## Task prompt
Copy out the data below verbatim, starting with the line that contains "Target: denim jacket pocket" and continuing through the end of the data.
>> begin Records shown
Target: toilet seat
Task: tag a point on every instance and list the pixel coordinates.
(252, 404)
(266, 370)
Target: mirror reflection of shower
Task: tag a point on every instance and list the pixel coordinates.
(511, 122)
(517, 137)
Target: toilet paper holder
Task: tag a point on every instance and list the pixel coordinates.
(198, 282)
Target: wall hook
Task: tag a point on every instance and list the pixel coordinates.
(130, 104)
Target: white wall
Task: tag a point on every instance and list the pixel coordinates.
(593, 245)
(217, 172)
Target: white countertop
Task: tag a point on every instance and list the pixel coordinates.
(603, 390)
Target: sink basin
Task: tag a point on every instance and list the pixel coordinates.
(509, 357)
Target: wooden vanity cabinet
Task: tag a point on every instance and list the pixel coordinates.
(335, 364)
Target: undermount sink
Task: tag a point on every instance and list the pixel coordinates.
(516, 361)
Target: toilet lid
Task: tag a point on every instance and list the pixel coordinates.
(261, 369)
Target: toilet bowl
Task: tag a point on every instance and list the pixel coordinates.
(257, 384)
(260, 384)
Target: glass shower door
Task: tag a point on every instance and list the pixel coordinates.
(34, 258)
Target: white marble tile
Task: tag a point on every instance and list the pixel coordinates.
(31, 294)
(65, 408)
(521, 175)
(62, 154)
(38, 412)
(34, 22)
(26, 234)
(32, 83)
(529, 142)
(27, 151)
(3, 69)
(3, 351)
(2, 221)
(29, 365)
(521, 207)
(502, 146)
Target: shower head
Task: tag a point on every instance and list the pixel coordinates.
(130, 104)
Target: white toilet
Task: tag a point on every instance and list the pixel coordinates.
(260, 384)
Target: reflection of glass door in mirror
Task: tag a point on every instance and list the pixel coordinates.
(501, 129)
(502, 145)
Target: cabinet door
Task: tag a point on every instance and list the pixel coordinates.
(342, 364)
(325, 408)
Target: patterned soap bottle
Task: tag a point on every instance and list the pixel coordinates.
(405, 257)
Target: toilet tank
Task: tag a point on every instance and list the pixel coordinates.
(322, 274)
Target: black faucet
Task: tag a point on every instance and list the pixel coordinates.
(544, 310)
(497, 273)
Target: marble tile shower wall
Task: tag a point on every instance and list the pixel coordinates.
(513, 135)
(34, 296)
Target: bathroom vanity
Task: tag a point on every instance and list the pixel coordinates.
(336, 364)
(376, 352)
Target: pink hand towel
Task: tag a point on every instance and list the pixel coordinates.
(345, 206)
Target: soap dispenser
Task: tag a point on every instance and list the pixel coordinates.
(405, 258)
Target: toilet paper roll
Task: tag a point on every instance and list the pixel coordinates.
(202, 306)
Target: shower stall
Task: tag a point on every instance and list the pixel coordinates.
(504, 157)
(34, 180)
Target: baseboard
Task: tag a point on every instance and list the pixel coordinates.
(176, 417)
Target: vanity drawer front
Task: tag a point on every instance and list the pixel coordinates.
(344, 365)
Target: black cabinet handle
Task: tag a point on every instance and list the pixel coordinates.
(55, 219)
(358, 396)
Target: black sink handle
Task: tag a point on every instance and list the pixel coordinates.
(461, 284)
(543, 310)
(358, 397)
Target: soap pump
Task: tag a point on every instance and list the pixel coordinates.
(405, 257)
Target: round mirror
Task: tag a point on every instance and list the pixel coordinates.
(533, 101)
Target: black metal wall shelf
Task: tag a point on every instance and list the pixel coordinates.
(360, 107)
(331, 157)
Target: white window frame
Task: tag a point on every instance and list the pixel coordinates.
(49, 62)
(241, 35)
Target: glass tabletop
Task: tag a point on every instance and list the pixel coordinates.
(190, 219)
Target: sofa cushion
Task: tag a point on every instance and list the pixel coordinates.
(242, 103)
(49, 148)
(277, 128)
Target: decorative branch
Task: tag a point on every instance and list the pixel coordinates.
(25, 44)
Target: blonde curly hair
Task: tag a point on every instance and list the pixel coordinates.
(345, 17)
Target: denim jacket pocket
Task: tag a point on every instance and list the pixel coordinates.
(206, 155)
>> end Records shown
## Written response
Target: denim jacket pocket
Task: tag a point on every instance and list the pixel coordinates.
(206, 155)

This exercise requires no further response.